El mismo Libro da a entender que no omite nada de lo que hay  que saber (VI, 38) y que él es «la explicación (tafṣīl) de toda cosa» (VI, 154; XII, I I I). Ibn Taymiyya afirma: «Sólo el saber que heredamos del Profeta merece el nombre de saber. Cualquier otro, o bien es inútil o bien no es en absoluto un saber, aunque se le llame así. En efecto, todo saber útil está necesariamente contenido en lo que nos ha legado el Profeta».


El autor de una guía del estudiante explica que el Corán es «el fundamento de las ciencias, su madre y la más importante de todas» (aṣl al-‛ulūm wa-ummu-hā wa ahammu-hā), y otro da a entender que aquél hace superfluo todo libro (yuġnī ‛an kulli kitāb).


Ciertos sabios occidentales han buscado por su parte anticipaciones de las teorías modernas en obras de la Edad Media árabe. Así, la idea de la continuidad ininterrumpida de los seres, de lo mineral a lo humano, pasando por especies intermedias como la palma entre plantas y animales, es una trivialidad desde la Antigüedad griega, dentro de una visión jerárquica del mundo que supone un fijismo absoluto, como en Aristóteles. Autores de lengua árabe la han retomado tal cual. Y se han interpretado los pasajes que la contenían para ver en ellos una anticipación de la idea de evolución cerca de mil años antes del Origen de las especies. El orientalista alemán Friedrich Dieterici titulaba brevemente su traducción de un tratado de los «Hermanos sinceros»: Der Darwinismus Im Zehnten Und Neunzehnten Jahrhundert (1878).

Datos proporcionados:
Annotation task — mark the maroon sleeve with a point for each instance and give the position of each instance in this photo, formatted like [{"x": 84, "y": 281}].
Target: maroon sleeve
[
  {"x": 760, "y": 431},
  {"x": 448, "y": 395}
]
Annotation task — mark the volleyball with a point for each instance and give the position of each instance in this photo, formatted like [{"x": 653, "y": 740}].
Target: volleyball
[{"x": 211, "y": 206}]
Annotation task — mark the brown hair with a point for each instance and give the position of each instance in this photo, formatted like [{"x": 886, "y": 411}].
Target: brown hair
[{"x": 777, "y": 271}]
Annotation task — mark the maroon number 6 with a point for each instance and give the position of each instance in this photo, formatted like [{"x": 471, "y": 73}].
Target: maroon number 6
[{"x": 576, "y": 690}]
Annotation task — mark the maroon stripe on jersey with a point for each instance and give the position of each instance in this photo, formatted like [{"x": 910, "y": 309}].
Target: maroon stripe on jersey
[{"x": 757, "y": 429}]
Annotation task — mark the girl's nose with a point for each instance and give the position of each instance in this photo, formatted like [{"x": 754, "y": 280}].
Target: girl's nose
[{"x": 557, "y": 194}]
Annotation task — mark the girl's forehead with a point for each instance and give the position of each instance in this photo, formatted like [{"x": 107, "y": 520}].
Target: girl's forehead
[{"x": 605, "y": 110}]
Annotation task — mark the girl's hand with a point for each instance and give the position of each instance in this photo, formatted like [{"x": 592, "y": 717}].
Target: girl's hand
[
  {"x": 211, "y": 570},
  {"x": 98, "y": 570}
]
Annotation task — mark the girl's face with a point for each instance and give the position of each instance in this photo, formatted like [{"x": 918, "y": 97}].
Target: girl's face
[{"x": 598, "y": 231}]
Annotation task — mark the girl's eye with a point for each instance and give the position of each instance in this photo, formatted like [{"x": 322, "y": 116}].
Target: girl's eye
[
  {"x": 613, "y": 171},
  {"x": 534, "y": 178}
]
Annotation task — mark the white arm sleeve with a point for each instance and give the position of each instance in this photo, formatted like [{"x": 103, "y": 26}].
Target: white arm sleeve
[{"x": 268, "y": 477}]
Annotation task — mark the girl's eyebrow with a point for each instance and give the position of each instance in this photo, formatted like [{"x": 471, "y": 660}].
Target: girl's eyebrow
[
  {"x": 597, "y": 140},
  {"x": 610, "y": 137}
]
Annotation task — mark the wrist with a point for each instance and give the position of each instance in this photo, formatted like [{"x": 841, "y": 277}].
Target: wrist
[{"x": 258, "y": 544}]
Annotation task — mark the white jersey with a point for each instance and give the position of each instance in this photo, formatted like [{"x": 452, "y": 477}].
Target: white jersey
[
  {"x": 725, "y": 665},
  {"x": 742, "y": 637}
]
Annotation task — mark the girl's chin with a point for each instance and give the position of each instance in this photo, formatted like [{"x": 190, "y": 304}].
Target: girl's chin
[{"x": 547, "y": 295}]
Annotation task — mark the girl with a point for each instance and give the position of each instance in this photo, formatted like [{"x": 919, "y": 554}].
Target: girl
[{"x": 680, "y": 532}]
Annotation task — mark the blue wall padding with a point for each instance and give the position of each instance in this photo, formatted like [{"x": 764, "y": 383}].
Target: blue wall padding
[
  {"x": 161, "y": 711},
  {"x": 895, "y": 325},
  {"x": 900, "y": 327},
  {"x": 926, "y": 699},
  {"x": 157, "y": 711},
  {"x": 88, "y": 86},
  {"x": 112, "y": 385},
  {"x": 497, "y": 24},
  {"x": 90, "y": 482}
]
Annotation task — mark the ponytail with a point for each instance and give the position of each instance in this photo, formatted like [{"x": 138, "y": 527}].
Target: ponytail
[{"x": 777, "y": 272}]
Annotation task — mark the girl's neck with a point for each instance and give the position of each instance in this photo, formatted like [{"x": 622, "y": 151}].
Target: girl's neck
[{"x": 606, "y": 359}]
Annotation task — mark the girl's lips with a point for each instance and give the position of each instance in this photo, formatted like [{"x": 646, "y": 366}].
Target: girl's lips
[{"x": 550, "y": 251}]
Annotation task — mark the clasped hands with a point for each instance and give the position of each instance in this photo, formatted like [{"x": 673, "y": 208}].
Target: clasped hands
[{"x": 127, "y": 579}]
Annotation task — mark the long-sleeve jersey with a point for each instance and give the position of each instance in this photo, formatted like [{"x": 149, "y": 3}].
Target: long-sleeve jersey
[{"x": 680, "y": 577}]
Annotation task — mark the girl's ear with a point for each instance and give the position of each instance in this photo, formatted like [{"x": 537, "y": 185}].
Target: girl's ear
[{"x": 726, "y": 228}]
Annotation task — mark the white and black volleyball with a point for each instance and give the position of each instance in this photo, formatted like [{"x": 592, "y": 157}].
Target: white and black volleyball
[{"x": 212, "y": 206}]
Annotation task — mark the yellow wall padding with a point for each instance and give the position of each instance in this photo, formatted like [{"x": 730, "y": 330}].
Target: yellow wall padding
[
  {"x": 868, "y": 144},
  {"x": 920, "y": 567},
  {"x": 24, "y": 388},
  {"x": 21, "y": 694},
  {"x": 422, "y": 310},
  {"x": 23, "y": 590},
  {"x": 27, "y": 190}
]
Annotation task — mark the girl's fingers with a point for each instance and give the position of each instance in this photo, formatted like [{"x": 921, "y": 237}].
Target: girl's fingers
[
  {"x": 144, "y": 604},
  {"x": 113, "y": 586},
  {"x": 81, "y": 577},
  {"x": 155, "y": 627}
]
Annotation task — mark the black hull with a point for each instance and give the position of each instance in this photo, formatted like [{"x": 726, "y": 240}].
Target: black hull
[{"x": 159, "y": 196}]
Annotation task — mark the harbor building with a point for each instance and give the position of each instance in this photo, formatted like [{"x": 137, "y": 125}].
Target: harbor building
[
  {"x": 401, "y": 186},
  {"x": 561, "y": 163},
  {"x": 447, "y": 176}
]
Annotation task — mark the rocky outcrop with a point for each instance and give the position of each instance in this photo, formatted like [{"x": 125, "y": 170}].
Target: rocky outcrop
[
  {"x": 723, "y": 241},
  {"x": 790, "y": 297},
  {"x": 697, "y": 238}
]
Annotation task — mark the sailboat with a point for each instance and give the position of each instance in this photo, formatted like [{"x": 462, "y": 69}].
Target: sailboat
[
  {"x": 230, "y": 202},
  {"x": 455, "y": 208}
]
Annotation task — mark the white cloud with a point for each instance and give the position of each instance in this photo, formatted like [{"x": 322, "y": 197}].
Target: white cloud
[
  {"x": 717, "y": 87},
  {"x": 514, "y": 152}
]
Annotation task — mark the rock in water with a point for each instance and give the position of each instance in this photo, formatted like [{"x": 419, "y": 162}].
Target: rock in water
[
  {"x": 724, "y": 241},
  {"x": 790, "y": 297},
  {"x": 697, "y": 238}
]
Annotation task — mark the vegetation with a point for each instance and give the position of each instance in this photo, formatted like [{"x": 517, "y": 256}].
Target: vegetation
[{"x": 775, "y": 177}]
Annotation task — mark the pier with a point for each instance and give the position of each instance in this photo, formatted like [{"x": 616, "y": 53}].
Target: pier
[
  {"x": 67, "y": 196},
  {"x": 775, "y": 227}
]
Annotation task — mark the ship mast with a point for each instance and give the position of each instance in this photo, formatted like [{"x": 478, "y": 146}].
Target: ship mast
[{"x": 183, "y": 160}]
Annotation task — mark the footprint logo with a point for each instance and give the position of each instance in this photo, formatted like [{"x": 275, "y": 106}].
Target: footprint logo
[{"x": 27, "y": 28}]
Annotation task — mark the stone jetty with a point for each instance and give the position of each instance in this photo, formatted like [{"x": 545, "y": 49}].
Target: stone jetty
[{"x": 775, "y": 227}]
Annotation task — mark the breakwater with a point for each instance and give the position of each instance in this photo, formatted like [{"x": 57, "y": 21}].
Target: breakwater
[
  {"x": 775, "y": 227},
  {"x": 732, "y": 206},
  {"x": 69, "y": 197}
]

Instrucciones: Enumera todas las expresiones árabes transliteradas que aparecen entre paréntesis en el texto del documento.

Solución:
- tafṣīl
- aṣl al-‛ulūm wa-ummu-hā wa ahammu-hā
- yuġnī ‛an kulli kitāb